→ Coordinate annotation entries
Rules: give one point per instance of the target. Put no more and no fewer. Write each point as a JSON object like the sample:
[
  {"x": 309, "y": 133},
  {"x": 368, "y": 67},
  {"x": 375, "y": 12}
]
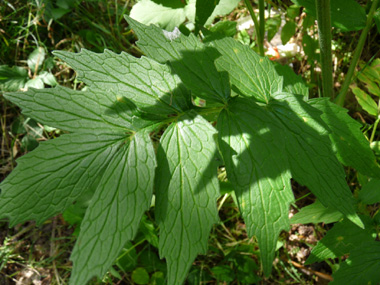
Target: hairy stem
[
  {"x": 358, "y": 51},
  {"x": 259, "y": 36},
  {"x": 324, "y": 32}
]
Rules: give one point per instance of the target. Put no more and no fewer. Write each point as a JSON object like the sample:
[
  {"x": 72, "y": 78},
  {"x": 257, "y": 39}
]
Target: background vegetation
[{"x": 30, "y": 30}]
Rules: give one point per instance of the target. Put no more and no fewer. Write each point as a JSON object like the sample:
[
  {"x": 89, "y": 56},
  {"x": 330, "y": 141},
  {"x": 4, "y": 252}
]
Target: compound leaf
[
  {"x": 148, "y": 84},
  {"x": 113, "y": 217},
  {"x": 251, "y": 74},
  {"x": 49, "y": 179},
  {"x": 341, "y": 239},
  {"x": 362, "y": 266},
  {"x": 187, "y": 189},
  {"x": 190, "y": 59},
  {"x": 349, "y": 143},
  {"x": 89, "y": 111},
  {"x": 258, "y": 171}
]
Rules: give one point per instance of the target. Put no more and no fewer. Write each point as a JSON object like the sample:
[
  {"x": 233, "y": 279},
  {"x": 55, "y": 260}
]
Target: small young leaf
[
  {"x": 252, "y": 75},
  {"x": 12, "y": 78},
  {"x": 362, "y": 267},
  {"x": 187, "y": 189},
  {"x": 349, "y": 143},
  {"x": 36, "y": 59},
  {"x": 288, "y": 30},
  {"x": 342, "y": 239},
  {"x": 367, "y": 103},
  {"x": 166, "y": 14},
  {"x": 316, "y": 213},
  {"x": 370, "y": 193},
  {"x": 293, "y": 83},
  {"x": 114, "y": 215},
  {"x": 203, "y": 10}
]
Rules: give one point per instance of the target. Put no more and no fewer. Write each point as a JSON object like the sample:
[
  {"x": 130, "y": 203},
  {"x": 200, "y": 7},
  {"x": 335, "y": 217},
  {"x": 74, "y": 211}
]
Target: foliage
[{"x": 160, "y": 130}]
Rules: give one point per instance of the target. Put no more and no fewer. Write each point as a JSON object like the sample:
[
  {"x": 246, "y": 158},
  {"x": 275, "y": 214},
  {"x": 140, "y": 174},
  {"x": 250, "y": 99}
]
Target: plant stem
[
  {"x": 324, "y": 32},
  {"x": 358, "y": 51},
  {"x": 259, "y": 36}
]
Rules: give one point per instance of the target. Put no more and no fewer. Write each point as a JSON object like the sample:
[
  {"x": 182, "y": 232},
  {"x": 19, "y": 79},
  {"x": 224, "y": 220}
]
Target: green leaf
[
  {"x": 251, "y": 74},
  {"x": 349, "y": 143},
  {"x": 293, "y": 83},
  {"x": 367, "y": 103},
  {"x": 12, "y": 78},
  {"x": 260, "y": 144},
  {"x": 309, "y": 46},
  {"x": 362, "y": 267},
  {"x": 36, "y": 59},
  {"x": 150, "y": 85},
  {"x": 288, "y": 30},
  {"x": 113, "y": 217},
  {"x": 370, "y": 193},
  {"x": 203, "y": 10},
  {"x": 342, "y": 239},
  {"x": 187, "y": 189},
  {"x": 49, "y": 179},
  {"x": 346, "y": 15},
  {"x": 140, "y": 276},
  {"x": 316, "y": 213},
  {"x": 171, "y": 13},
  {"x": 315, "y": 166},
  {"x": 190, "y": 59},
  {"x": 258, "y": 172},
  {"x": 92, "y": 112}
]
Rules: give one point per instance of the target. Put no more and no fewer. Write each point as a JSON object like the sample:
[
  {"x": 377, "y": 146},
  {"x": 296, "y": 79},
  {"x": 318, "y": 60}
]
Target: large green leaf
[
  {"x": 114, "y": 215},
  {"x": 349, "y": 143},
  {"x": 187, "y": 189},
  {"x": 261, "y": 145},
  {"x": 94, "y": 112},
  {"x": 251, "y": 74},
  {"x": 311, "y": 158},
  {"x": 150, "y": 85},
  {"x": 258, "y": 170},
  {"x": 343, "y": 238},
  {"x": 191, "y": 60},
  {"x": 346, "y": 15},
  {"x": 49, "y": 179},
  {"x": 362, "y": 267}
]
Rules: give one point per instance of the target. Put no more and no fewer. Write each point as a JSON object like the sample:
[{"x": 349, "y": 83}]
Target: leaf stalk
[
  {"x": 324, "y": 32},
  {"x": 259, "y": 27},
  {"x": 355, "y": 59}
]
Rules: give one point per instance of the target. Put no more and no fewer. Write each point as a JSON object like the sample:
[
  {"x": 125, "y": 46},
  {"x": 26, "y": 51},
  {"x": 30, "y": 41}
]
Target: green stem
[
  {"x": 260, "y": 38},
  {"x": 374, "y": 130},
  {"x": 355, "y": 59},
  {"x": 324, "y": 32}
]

→ AIM
Restate each entry word for word, please, but drop any images it holds.

→ ANSWER FOR THIS EXERCISE
Rules: give one point per instance of the target. Put no more and no fewer. Write each point as a JSON object like the sample:
[
  {"x": 309, "y": 133},
  {"x": 368, "y": 67},
  {"x": 375, "y": 12}
]
Target: hairy stem
[
  {"x": 358, "y": 51},
  {"x": 259, "y": 36},
  {"x": 324, "y": 32}
]
Rules: give one point per instance of the target. Put no more and no fewer. Write each point as a JSON object like the sample:
[
  {"x": 72, "y": 78},
  {"x": 257, "y": 39}
]
Target: background vegetation
[{"x": 30, "y": 30}]
Rules: give one point per instance of the target. Put no more and no fewer. Write each point as a JSON object like the sample:
[
  {"x": 89, "y": 56},
  {"x": 330, "y": 141},
  {"x": 4, "y": 252}
]
Target: compound leaf
[
  {"x": 148, "y": 84},
  {"x": 113, "y": 217},
  {"x": 251, "y": 74},
  {"x": 49, "y": 179},
  {"x": 341, "y": 239},
  {"x": 362, "y": 266},
  {"x": 187, "y": 189},
  {"x": 190, "y": 59},
  {"x": 349, "y": 143},
  {"x": 89, "y": 111},
  {"x": 258, "y": 171}
]
Rules: give one point per instance of the target. Put no more and no fewer. Write each point as a JSON object like the sample:
[
  {"x": 233, "y": 279},
  {"x": 55, "y": 260}
]
Target: small young leaf
[
  {"x": 252, "y": 75},
  {"x": 12, "y": 78},
  {"x": 362, "y": 267},
  {"x": 187, "y": 189},
  {"x": 349, "y": 143},
  {"x": 36, "y": 59},
  {"x": 288, "y": 30},
  {"x": 342, "y": 239},
  {"x": 367, "y": 103},
  {"x": 166, "y": 14},
  {"x": 316, "y": 213},
  {"x": 370, "y": 193},
  {"x": 293, "y": 83},
  {"x": 114, "y": 215},
  {"x": 203, "y": 10}
]
Rules: give one point per instance of the target. Put no more and no fewer. Write each point as a JSON object like the sample:
[
  {"x": 130, "y": 203},
  {"x": 200, "y": 7},
  {"x": 335, "y": 217},
  {"x": 74, "y": 211}
]
Target: foliage
[{"x": 160, "y": 130}]
Rules: give one point per instance of the target. Put no more and no fewer. Write each point as a JSON object like the sample:
[
  {"x": 246, "y": 158},
  {"x": 275, "y": 214},
  {"x": 140, "y": 174},
  {"x": 250, "y": 99}
]
Target: plant stem
[
  {"x": 324, "y": 32},
  {"x": 358, "y": 51},
  {"x": 259, "y": 36}
]
Rules: give one point per instance of the target. Put no more and no fewer. Write each point as a JSON object like the sample:
[
  {"x": 182, "y": 232},
  {"x": 19, "y": 79},
  {"x": 224, "y": 220}
]
Target: green leaf
[
  {"x": 251, "y": 74},
  {"x": 349, "y": 143},
  {"x": 293, "y": 83},
  {"x": 367, "y": 103},
  {"x": 12, "y": 78},
  {"x": 260, "y": 144},
  {"x": 309, "y": 46},
  {"x": 362, "y": 267},
  {"x": 36, "y": 59},
  {"x": 150, "y": 85},
  {"x": 288, "y": 30},
  {"x": 113, "y": 217},
  {"x": 370, "y": 193},
  {"x": 203, "y": 10},
  {"x": 342, "y": 239},
  {"x": 187, "y": 189},
  {"x": 49, "y": 179},
  {"x": 346, "y": 15},
  {"x": 140, "y": 276},
  {"x": 316, "y": 213},
  {"x": 171, "y": 13},
  {"x": 315, "y": 166},
  {"x": 190, "y": 59},
  {"x": 258, "y": 172},
  {"x": 92, "y": 112}
]
Rules: give one point per instance of the target. Put no more and no fewer. Write each point as a JSON object like the sample:
[
  {"x": 377, "y": 146},
  {"x": 296, "y": 79},
  {"x": 318, "y": 60}
]
Target: large green leaf
[
  {"x": 114, "y": 215},
  {"x": 349, "y": 143},
  {"x": 187, "y": 189},
  {"x": 261, "y": 145},
  {"x": 94, "y": 112},
  {"x": 251, "y": 74},
  {"x": 311, "y": 158},
  {"x": 150, "y": 85},
  {"x": 258, "y": 170},
  {"x": 343, "y": 238},
  {"x": 191, "y": 60},
  {"x": 346, "y": 15},
  {"x": 49, "y": 179},
  {"x": 362, "y": 267}
]
Rules: give one point per instance of the target. Put no more and no fewer. Write each point as a JSON object like the sample:
[{"x": 349, "y": 83}]
Target: leaf stalk
[
  {"x": 324, "y": 32},
  {"x": 259, "y": 27},
  {"x": 355, "y": 59}
]
Rules: give one point per instance of the target. Put no more and no fewer. Write each point as a JSON object like the sample:
[
  {"x": 125, "y": 46},
  {"x": 26, "y": 51},
  {"x": 30, "y": 41}
]
Target: green stem
[
  {"x": 260, "y": 38},
  {"x": 374, "y": 130},
  {"x": 355, "y": 59},
  {"x": 324, "y": 32}
]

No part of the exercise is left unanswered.